Announcing a No-Homework Policy in Your Principal Newsletter

By Adi Ackerman·February 17, 2026·6 min read

Family playing a board game together in the evening, representing family time freed from homework

A no-homework policy is one of the most contested changes a principal can announce. Homework has been part of family expectations for generations, and the belief that more school work at home equals better outcomes is deeply ingrained. The newsletter that changes this belief successfully does not announce the policy and wait for the feedback. It makes the case first, clearly and with evidence, before saying what the school has decided.

Lead with what the research actually shows

The newsletter should open with the evidence, not the announcement:

'For the past two years, our leadership team has been reviewing the research on homework and academic outcomes. What the research shows, particularly for elementary students, is not what most of us were taught to expect. The largest and most frequently cited analysis of homework research found no consistent relationship between homework and academic achievement at the elementary level. The relationship does emerge in middle school and is more significant in high school. This finding has been replicated across dozens of studies over thirty years.'

Name the reasons the school is changing the policy

After the evidence, describe the specific factors that drove the decision:

  • The research does not support the practice at this grade level
  • Homework at the elementary level correlates with family stress and negative associations with school, not with academic gains
  • Families in our community have communicated consistently that homework creates conflict and takes time from activities that do support development: play, family connection, sleep, and reading
  • Homework equity: families with more resources can support homework completion; families without them cannot. This creates academic advantage based on family circumstances rather than student effort.

DATASET RECORDS:
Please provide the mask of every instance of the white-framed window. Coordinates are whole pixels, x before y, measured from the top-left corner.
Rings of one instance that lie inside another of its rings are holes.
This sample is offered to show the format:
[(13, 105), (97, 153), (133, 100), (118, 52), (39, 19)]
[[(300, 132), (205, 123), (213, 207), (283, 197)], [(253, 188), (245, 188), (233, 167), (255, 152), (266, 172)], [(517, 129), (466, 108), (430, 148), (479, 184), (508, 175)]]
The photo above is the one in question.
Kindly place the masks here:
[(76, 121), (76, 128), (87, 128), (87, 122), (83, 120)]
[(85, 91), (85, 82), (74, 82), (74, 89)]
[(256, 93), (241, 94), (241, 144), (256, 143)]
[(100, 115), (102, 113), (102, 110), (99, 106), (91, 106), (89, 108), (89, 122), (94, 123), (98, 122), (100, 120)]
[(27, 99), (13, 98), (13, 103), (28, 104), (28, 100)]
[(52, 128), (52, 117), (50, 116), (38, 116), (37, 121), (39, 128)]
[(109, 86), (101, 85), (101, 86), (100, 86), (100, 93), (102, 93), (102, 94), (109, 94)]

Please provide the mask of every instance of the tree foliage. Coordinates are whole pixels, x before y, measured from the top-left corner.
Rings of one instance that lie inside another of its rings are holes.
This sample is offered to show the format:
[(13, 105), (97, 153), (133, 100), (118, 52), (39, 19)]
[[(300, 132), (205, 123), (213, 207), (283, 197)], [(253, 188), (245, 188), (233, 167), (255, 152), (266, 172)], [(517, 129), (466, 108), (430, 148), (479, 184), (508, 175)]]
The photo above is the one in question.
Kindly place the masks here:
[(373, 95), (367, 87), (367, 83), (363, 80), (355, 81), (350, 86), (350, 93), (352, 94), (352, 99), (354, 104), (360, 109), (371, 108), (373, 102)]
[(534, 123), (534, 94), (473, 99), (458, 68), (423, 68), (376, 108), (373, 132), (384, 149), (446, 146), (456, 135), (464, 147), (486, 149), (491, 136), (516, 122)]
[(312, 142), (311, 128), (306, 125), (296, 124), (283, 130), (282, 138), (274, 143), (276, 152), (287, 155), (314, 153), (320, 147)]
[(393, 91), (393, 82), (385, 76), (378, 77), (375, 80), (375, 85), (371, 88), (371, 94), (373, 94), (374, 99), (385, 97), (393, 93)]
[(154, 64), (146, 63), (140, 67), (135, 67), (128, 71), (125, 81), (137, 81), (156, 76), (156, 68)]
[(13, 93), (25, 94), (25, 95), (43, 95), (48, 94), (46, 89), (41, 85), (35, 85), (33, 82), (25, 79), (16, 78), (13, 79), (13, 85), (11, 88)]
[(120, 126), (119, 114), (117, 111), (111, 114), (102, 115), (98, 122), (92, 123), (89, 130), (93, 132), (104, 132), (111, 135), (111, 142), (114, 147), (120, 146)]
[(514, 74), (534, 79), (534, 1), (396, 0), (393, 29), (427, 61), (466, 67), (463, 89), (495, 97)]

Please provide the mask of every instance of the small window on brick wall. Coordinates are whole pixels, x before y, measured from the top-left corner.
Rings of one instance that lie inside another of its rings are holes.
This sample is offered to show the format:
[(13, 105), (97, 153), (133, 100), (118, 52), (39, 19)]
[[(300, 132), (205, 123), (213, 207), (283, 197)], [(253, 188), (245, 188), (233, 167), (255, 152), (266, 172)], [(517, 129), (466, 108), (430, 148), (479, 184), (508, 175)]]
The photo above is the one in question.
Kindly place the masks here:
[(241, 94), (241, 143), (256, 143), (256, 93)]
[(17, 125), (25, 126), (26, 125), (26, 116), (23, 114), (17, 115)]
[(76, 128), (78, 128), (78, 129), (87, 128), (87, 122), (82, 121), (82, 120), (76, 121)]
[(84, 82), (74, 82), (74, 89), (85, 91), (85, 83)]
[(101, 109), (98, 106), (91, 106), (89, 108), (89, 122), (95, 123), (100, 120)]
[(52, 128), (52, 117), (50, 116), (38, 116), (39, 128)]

PROBLEMS:
1 > Convert the records, starting with the line that contains "Please provide the mask of every instance of the tree" and going on through the line that contains "89), (495, 97)]", into a numbered list with blank lines left out.
2 > Carry on the article about announcing a no-homework policy from the point where it stops.

RESULTS FOR THE EXERCISE:
1 >
1. Please provide the mask of every instance of the tree foliage. Coordinates are whole pixels, x before y, measured from the top-left corner.
2. Rings of one instance that lie inside another of its rings are holes.
3. This sample is offered to show the format:
4. [(13, 105), (97, 153), (133, 100), (118, 52), (39, 19)]
5. [[(300, 132), (205, 123), (213, 207), (283, 197)], [(253, 188), (245, 188), (233, 167), (255, 152), (266, 172)], [(517, 129), (466, 108), (430, 148), (479, 184), (508, 175)]]
6. The photo above is the one in question.
7. Kindly place the masks here:
8. [(373, 95), (367, 87), (367, 83), (363, 80), (355, 81), (350, 86), (350, 93), (352, 94), (352, 99), (354, 104), (360, 109), (371, 108), (373, 102)]
9. [(534, 123), (534, 94), (473, 99), (458, 68), (423, 68), (376, 108), (373, 132), (384, 149), (446, 146), (456, 135), (464, 147), (486, 149), (491, 136), (516, 122)]
10. [(312, 142), (311, 128), (306, 125), (296, 124), (283, 130), (282, 138), (274, 143), (276, 152), (287, 155), (314, 153), (320, 147)]
11. [(393, 91), (393, 82), (385, 76), (378, 77), (375, 80), (375, 85), (371, 88), (371, 94), (373, 94), (374, 99), (385, 97), (393, 93)]
12. [(154, 64), (146, 63), (140, 67), (135, 67), (128, 71), (125, 81), (137, 81), (156, 76), (156, 68)]
13. [(13, 93), (25, 94), (25, 95), (43, 95), (48, 94), (46, 89), (41, 85), (35, 85), (33, 82), (25, 79), (16, 78), (13, 79), (13, 85), (11, 88)]
14. [(120, 126), (119, 114), (117, 111), (111, 114), (102, 115), (98, 122), (92, 123), (89, 130), (93, 132), (104, 132), (111, 135), (111, 142), (114, 147), (120, 146)]
15. [(514, 74), (534, 79), (534, 1), (396, 0), (393, 29), (427, 61), (466, 67), (463, 89), (495, 97)]

2 >
Address the most common concerns directly

Two concerns will dominate the family response: whether students will fall behind, and whether the school is lowering its standards.

Will students fall behind? The evidence does not support this concern for elementary students. Academic achievement at this level is driven by the quality of classroom instruction, not by the quantity of work completed at home.

Is the school lowering its standards? No. The school is applying evidence to practice. The academic expectations in the classroom are unchanged. What changes is the expectation for what happens after the school day ends.

Give families an alternative structure

Families who valued homework because it gave them insight into their child's learning or structure for the evening need something to replace it. The newsletter should offer:

  • Daily reading: twenty minutes of independent reading in any format is the one practice that consistently supports literacy across all grade levels
  • Family conversation about learning: 'What is one thing you learned today?' is more effective than a worksheet
  • Optional extension activities: available for families who want additional structure, but not required or graded

Daystage makes it easy to send a policy change newsletter with the full research rationale, family activity recommendations, and FAQ responses in a formatted newsletter that families can read, discuss, and refer back to throughout the year.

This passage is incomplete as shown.